(Image-grounded pointing data)
* * * *
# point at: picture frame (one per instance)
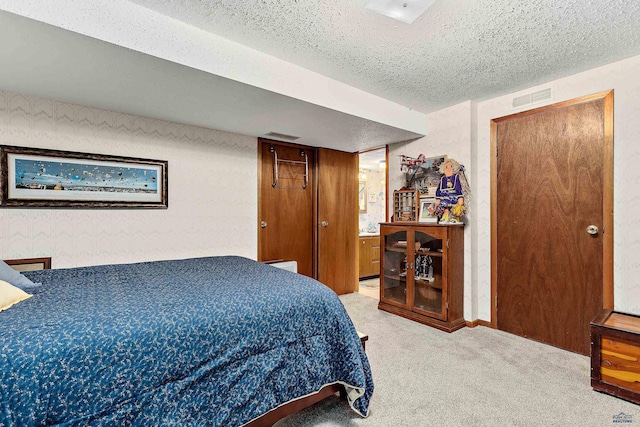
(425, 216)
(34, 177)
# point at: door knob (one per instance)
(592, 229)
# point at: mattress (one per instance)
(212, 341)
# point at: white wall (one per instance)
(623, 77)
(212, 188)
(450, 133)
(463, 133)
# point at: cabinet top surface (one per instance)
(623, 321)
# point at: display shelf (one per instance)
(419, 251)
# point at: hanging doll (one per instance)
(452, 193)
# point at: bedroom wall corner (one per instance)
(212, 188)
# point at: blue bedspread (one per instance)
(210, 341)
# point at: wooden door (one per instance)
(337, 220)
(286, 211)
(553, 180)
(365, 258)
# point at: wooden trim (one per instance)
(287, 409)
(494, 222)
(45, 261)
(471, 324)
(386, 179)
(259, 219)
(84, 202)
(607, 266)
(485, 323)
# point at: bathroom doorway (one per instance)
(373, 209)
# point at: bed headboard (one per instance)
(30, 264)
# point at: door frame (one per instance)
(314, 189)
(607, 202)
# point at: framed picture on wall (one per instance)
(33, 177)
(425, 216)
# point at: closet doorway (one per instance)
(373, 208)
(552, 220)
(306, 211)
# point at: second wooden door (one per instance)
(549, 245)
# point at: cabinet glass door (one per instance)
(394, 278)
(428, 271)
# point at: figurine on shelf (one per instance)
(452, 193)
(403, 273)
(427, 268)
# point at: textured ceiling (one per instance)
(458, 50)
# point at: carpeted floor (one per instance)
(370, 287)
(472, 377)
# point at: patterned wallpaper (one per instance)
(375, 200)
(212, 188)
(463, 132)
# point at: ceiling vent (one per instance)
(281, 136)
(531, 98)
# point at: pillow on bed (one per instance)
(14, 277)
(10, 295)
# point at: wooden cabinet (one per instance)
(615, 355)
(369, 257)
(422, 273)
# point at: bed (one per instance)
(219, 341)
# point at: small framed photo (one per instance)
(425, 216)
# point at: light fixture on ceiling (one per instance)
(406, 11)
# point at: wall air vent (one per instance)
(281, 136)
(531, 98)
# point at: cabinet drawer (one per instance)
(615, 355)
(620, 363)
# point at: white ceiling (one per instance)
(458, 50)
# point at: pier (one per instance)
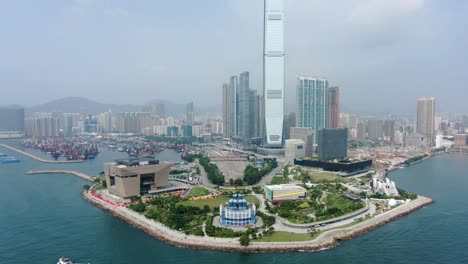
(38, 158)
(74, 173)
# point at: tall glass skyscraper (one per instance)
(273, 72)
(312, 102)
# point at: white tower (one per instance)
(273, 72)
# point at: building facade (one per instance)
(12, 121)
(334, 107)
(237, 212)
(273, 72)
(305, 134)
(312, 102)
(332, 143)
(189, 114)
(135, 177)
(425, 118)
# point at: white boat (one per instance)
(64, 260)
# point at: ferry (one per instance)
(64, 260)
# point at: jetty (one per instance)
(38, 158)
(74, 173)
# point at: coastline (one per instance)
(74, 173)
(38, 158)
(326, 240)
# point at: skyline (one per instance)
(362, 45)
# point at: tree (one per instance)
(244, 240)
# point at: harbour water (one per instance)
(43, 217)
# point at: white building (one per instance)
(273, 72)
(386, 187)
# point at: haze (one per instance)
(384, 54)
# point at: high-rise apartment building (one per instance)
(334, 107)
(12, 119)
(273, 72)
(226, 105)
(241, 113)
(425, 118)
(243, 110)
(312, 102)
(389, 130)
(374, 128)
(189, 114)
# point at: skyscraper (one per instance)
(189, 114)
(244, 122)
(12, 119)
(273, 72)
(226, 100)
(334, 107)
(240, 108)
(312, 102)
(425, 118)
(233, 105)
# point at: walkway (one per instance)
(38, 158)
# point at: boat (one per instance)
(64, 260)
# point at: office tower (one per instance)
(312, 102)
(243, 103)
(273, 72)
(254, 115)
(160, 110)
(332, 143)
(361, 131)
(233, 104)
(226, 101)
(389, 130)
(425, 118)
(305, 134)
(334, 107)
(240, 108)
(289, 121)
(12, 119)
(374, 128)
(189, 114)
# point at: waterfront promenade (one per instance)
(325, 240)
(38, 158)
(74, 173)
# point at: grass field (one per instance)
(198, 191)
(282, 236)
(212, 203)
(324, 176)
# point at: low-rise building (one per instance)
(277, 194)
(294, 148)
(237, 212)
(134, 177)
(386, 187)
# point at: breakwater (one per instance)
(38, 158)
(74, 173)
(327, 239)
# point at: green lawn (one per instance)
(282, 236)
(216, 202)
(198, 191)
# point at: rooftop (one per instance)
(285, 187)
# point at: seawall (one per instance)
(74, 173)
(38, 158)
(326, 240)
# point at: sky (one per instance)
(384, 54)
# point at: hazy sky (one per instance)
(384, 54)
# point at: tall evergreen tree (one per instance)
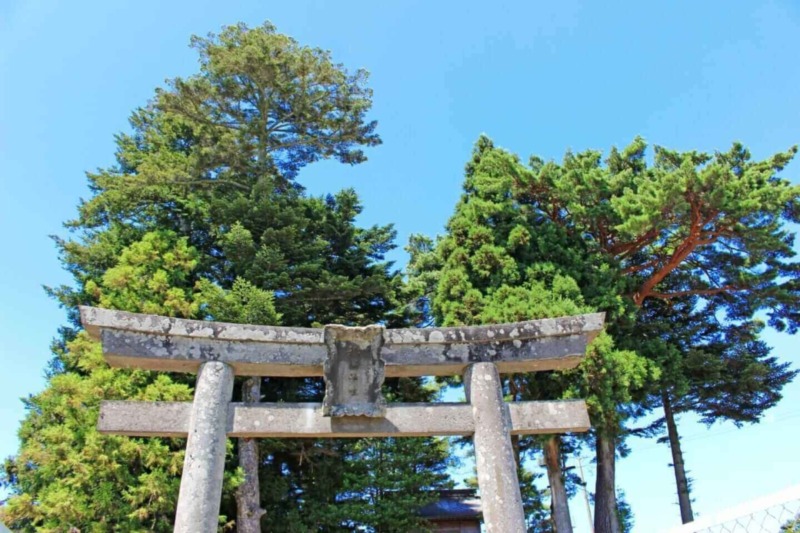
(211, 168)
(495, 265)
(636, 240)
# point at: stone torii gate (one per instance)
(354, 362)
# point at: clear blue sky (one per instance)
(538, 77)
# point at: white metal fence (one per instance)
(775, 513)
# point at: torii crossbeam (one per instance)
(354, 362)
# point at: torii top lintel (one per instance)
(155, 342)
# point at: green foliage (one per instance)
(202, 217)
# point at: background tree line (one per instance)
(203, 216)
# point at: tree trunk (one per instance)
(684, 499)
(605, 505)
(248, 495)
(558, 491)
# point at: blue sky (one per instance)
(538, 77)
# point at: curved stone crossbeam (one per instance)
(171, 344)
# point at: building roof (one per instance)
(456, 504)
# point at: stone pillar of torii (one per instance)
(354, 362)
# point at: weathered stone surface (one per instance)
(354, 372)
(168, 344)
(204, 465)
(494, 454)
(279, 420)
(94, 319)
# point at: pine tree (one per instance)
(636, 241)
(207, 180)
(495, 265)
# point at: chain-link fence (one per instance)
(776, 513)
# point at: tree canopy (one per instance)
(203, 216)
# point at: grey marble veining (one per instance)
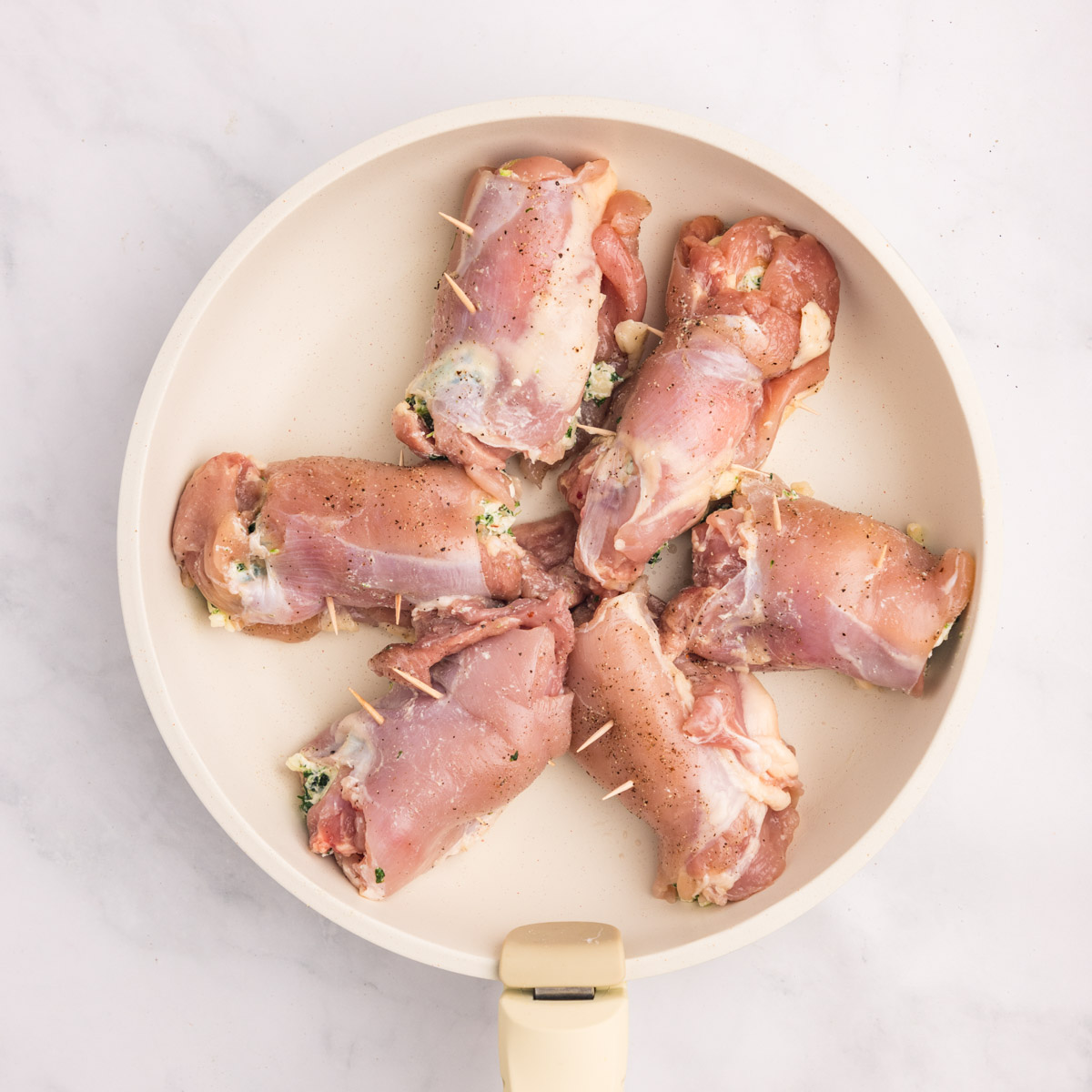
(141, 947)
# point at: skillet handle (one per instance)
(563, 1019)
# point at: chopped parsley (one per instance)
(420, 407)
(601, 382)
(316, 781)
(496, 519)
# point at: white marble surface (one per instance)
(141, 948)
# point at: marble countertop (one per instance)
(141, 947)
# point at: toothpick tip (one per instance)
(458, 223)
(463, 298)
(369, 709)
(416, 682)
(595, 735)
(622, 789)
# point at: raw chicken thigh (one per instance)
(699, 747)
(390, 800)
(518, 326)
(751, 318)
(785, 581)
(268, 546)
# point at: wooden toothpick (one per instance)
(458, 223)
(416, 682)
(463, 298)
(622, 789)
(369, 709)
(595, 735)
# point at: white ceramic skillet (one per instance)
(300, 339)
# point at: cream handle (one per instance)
* * * *
When you reach the line containing "# point at: skillet handle (one per instance)" in the data above, retype it and each line after it through the final one, exactly as written.

TASK SOLUTION
# point at: skillet handle (one per instance)
(563, 1019)
# point at: chopped parsley (one per instance)
(420, 407)
(601, 382)
(316, 781)
(496, 519)
# point at: white marble surface (one per instance)
(141, 948)
# point at: marble countertop (one per instance)
(141, 947)
# point at: toothpick tip (one per instance)
(458, 223)
(463, 298)
(369, 709)
(416, 682)
(595, 735)
(622, 789)
# point at: raw chicken thigh (one per instance)
(699, 747)
(390, 800)
(518, 326)
(751, 318)
(785, 581)
(268, 546)
# point at: wooden toothpick (one per instance)
(458, 223)
(416, 682)
(463, 298)
(622, 789)
(369, 709)
(595, 735)
# point at: white ceramic skillet (one per instance)
(300, 339)
# point at: cream handle (one per instance)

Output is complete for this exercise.